> [Verilen alıştırma]:
Okuma metninde "Neyse lafı bu" sözcüklerinin yer aldığı yerden başlayın, "kadar vardırdım işi." sözcüklerinden sonra durun ve bu bölümü kelimesi kelimesine aktarın.

> [Okuma metni]:
● ● ●
Şu hayatta birçok acı yaşadım. Bir ikisini saymazsak aklımda hep bir muzırlık vardı. Tanrı günah yazmasın ama bir cenaze töreninde bile hikaye kurgusu yapabilecek bir kafa yapısına sahibim. Hatta bir cenaze namazında küçük küçük sırıtırken yanımdakilerin çatık kaşlarına maruz kaldım. Cebimden, hayali kaş gevşetici kremimi çıkarıp kaşlarına süresim geldi.
Cenaze namazlarında genelde imamlar şöyle der: “Kuran’da da dediği gibi….” Bu seferki imam çok değişikti. Şöyle demişti: “Şairin de dediği gibi her ölüm erken ölümdür.”
Şimdi Kuran’dan alıntı yapılan cenazelerin aksine bir şairden yapılan atıf, beni cenazede bile edebiyatla buluşturdu, hem de tebessümlerle: “Şairin de dediği gibi…”
Ne diyelim, romantik imamlarımızın artması dileğiyle! Hem böylece ebediyete edebiyatla yolculanırız.
Lafı uzatıyorum bazen. Kızıyorum sonra kendime, lafı uzattığım için; ama bazı yerlerde de uzatmak gerekiyor. Sadece, lafı fazla uzattıktan sonra, lafı fazla uzattığımı söylemesem daha iyi olur. Böylece lafı daha da fazla uzatmamış olurum.
Neyse lafı bu sefer de fazla uzattım.
Esprili yanımı çalıştırmadığım alanlardan biri de bütün dünyayı ilgilendiren iklim krizi sorunudur. Bu konuya olan ilgim o kadar fazlaydı ki çalıştığım kurumda iş arkadaşlarıma küresel ısınma konusunda bir sunum yapmaya kadar vardırdım işi.
● ● ●
> [Sağlanan malzeme]:
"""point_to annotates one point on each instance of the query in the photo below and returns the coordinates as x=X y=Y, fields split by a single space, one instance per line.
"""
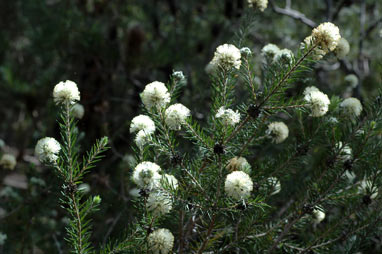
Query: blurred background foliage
x=112 y=49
● ● ●
> [Verilen yanıt]:
Neyse lafı bu sefer de fazla uzattım.
Esprili yanımı çalıştırmadığım alanlardan biri de bütün dünyayı ilgilendiren iklim krizi sorunudur. Bu konuya olan ilgim o kadar fazlaydı ki çalıştığım kurumda iş arkadaşlarıma küresel ısınma konusunda bir sunum yapmaya kadar vardırdım işi.